__THE TASK__.
Reproduce the following lines word for word, changing nothing.

****

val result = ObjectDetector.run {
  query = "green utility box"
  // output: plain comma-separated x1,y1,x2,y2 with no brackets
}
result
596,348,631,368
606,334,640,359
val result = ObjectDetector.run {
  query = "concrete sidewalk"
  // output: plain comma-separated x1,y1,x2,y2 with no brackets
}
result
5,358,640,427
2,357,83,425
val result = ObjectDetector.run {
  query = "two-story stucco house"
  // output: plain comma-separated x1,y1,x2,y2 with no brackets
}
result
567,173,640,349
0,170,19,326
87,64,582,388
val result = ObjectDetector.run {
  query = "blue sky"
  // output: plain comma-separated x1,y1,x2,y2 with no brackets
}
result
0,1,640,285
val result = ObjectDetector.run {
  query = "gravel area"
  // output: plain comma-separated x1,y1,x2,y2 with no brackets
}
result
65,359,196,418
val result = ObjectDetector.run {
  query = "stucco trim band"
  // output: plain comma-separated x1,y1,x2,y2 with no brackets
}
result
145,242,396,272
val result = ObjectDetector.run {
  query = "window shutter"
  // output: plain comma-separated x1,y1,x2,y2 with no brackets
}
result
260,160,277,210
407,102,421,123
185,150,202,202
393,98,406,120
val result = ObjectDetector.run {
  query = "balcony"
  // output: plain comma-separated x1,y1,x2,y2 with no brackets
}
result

****

__SOLUTION__.
val result = ObjectDetector.run {
  query = "green utility box"
  // output: plain comma-separated x1,y1,x2,y2 with no brackets
}
result
596,348,631,368
606,334,640,359
val result = ObjectDetector.run {
  query = "concrete sidewalk"
  // output: plain comma-separated x1,y1,x2,y2 with no brackets
}
result
5,358,640,427
2,357,83,425
val result = ObjectDetector.run {
  query = "two-story stucco house"
  // output: plain comma-separated x1,y1,x2,y2 with no brackets
}
result
567,173,640,349
0,170,19,326
87,64,582,388
val result = ObjectDetector.run {
  query = "blue sky"
  // output: plain comma-separated x1,y1,x2,y2 with no brackets
}
result
0,1,640,285
val result = ObjectDetector.run {
  query = "gravel area"
  // output: plain comma-separated x1,y1,x2,y2 with no brackets
}
result
65,359,196,418
val result = ObjectDetector.run {
  query = "stucco trim band"
  // output: plain comma-separated x1,y1,x2,y2 with no brackets
}
result
145,242,396,272
val result = ObjectDetector.run {
  query = "window shutter"
  // output: plain comma-separated x1,y1,x2,y2 with no brackets
}
result
260,160,277,210
407,102,421,123
185,150,202,202
393,98,406,120
val result = ObjectDetector.run {
  query = "balcony"
  // output: plain comma-separated x1,y1,x2,y2 with no brackets
}
result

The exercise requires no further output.